EXERCISE
Copy out the part of the listing that opens with the line containing "as [[596, 208]]." and closes with the line containing "[[493, 183], [195, 198], [325, 213]]", keeping every line, and multiply each point coordinate given as an answer by 2.1, rounding to whole numbers with halves rounded up. Leave the sample coordinates inside the notes unchanged.

SUPPLIED MATERIAL
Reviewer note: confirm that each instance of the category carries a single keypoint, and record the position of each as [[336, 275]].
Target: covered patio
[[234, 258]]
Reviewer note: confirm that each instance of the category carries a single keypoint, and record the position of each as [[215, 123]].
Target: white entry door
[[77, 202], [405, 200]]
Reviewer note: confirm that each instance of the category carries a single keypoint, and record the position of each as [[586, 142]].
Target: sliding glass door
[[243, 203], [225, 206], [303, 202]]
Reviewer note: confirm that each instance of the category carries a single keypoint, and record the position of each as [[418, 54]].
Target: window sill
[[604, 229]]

---

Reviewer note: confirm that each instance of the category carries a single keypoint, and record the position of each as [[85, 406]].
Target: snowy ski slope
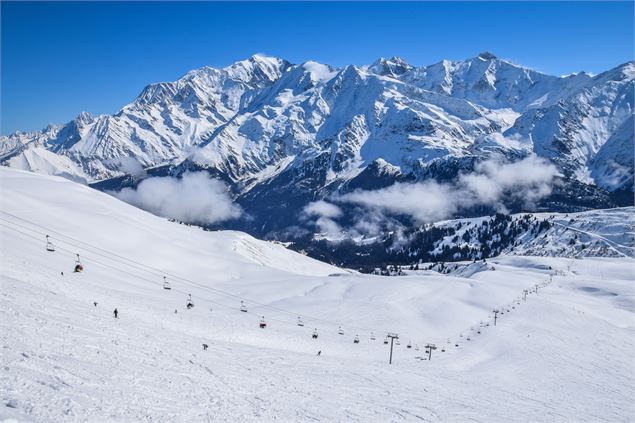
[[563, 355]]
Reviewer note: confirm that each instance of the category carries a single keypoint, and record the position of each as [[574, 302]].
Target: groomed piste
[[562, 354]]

---

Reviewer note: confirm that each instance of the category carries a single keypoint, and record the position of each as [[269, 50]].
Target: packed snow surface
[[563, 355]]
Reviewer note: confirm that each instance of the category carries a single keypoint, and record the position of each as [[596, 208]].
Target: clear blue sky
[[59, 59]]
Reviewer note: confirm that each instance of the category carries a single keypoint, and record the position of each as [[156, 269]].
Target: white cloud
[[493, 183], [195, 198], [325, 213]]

FINAL RESULT
Reviewer note: confirm that each instance of the category carries a single keypoint, and record the position of each as [[596, 208]].
Target: clear blue sky
[[124, 124]]
Reviewer note: confirm that each instance of the category carries a single keypoint, and record the position of each as [[156, 269]].
Target: white cloud
[[1035, 384], [410, 416], [683, 447]]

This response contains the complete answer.